[Photo-based referring expression data]
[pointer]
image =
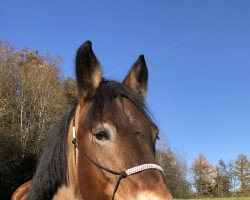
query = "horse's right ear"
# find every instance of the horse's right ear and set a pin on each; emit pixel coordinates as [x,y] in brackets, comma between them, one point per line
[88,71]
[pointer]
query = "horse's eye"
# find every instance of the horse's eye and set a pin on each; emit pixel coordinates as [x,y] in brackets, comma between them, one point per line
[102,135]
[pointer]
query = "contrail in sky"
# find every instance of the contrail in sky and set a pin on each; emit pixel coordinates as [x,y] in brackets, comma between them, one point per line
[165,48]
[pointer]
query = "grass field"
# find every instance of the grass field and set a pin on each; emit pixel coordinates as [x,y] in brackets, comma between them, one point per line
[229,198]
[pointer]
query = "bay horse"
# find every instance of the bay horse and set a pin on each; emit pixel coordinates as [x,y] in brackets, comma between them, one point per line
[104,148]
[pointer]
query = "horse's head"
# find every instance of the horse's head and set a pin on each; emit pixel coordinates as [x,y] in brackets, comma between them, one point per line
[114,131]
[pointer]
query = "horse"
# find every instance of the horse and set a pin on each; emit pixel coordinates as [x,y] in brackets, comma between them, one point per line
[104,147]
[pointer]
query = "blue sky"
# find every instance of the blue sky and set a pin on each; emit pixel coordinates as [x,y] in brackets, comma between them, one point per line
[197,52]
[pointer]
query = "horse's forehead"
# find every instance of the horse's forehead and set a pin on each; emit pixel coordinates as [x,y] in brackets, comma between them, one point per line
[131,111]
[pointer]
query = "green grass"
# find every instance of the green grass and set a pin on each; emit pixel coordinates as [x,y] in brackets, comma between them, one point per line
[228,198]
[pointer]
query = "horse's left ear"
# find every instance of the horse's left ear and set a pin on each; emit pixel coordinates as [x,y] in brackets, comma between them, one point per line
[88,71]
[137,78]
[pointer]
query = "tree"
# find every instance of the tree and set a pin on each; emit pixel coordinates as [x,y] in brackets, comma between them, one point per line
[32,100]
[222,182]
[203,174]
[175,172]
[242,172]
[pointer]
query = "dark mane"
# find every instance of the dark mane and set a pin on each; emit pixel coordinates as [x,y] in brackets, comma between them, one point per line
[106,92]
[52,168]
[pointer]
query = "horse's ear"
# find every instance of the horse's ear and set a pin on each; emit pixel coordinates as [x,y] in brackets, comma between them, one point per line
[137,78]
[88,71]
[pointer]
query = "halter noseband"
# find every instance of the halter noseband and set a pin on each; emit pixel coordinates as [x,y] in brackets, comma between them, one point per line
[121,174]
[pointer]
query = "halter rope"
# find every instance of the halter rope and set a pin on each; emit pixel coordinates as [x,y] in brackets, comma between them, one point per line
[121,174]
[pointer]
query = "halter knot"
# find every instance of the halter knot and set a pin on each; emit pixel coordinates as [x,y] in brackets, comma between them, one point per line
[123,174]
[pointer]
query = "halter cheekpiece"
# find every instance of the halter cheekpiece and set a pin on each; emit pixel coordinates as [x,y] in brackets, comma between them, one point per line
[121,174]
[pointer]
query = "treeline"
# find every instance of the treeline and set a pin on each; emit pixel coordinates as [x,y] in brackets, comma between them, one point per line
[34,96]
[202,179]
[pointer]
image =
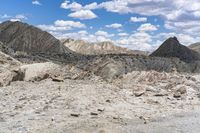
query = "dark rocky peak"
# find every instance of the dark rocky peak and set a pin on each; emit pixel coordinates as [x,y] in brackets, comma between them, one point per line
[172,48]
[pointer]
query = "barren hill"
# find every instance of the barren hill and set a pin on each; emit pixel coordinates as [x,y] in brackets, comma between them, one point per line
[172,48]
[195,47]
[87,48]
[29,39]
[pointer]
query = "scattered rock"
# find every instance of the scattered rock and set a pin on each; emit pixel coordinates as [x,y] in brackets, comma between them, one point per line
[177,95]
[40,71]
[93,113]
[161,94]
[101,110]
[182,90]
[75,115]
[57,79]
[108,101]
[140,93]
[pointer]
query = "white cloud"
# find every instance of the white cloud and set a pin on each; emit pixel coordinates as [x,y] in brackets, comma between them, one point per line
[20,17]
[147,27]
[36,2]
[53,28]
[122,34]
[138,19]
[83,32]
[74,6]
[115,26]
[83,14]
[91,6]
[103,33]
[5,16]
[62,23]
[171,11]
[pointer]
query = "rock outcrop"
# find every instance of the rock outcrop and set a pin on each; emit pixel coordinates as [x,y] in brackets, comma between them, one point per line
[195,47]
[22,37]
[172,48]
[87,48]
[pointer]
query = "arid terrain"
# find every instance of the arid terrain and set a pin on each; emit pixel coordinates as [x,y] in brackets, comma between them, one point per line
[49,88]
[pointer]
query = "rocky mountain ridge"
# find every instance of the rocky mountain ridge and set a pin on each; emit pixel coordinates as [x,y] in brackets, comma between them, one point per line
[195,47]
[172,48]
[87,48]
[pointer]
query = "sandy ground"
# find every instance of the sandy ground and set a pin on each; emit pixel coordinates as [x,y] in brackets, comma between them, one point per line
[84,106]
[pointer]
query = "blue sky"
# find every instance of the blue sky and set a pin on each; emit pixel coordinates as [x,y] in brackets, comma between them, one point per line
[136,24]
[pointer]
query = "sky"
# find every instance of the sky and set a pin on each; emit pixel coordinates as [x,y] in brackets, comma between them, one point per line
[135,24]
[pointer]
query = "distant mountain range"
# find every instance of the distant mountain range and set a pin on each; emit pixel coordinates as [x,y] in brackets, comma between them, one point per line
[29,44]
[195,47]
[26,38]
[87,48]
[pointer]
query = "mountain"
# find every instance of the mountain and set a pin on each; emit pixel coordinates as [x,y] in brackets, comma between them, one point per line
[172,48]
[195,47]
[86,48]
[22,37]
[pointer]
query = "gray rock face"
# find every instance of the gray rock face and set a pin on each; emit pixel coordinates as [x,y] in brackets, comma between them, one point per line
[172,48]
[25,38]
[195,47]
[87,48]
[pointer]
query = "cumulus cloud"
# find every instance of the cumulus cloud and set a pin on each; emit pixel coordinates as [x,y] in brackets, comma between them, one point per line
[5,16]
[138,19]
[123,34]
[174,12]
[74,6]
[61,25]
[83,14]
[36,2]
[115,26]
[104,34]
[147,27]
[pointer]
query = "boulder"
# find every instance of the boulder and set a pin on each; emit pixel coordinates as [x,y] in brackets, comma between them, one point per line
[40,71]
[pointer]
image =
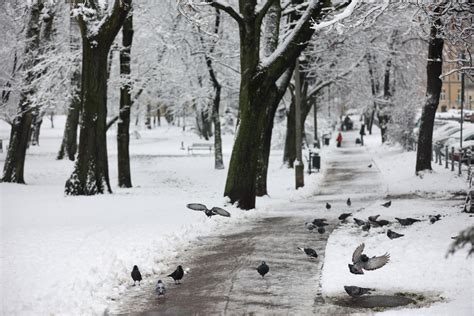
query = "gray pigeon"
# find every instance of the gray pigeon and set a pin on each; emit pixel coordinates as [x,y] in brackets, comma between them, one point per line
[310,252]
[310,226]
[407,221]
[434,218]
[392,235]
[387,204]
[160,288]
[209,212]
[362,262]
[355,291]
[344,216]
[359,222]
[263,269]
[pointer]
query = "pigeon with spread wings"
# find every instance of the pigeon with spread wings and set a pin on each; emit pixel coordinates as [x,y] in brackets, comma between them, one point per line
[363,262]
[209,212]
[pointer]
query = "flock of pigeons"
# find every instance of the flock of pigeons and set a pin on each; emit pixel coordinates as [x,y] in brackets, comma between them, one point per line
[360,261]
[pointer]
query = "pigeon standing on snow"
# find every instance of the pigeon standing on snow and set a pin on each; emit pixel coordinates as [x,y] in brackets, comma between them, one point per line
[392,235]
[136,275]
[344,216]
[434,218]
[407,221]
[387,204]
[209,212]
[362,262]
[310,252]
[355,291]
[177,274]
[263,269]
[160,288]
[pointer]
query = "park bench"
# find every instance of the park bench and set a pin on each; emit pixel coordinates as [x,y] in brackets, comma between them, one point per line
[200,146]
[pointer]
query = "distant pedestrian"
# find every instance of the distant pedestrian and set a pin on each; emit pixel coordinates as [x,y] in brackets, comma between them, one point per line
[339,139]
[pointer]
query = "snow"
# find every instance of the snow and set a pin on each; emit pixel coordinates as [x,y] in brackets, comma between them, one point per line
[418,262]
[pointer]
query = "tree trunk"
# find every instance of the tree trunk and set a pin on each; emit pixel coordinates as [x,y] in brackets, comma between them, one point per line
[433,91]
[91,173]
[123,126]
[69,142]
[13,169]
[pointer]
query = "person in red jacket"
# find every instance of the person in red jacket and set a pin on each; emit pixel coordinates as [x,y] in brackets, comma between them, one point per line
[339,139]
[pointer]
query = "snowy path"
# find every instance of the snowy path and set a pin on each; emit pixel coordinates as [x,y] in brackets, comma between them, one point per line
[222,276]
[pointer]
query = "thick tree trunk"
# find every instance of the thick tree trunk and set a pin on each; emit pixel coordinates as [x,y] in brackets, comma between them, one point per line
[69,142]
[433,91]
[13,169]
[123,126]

- _WHAT THE EXERCISE ASKS_: Each line from the one holding "# find every instance of the person" to the end of the entries is to be written out exactly. Skip every line before it.

- _RESPONSE BELOW_:
# find every instance of the person in red jacket and set a pin on each; emit pixel coordinates as [x,y] in brackets, comma between them, one point per line
[339,139]
[pointer]
query = "snowy path"
# find every instance of the snowy path and set a pin on each; emit pixel coordinates as [x,y] in brackets, comma between them, one point per line
[222,276]
[pointer]
query = "thick tree trunk"
# find every instance of the thick tree trunk and set a pin on each; emit pixel coordinates as [x,y] in brackets, comma between them, one point per line
[69,142]
[433,91]
[13,169]
[123,126]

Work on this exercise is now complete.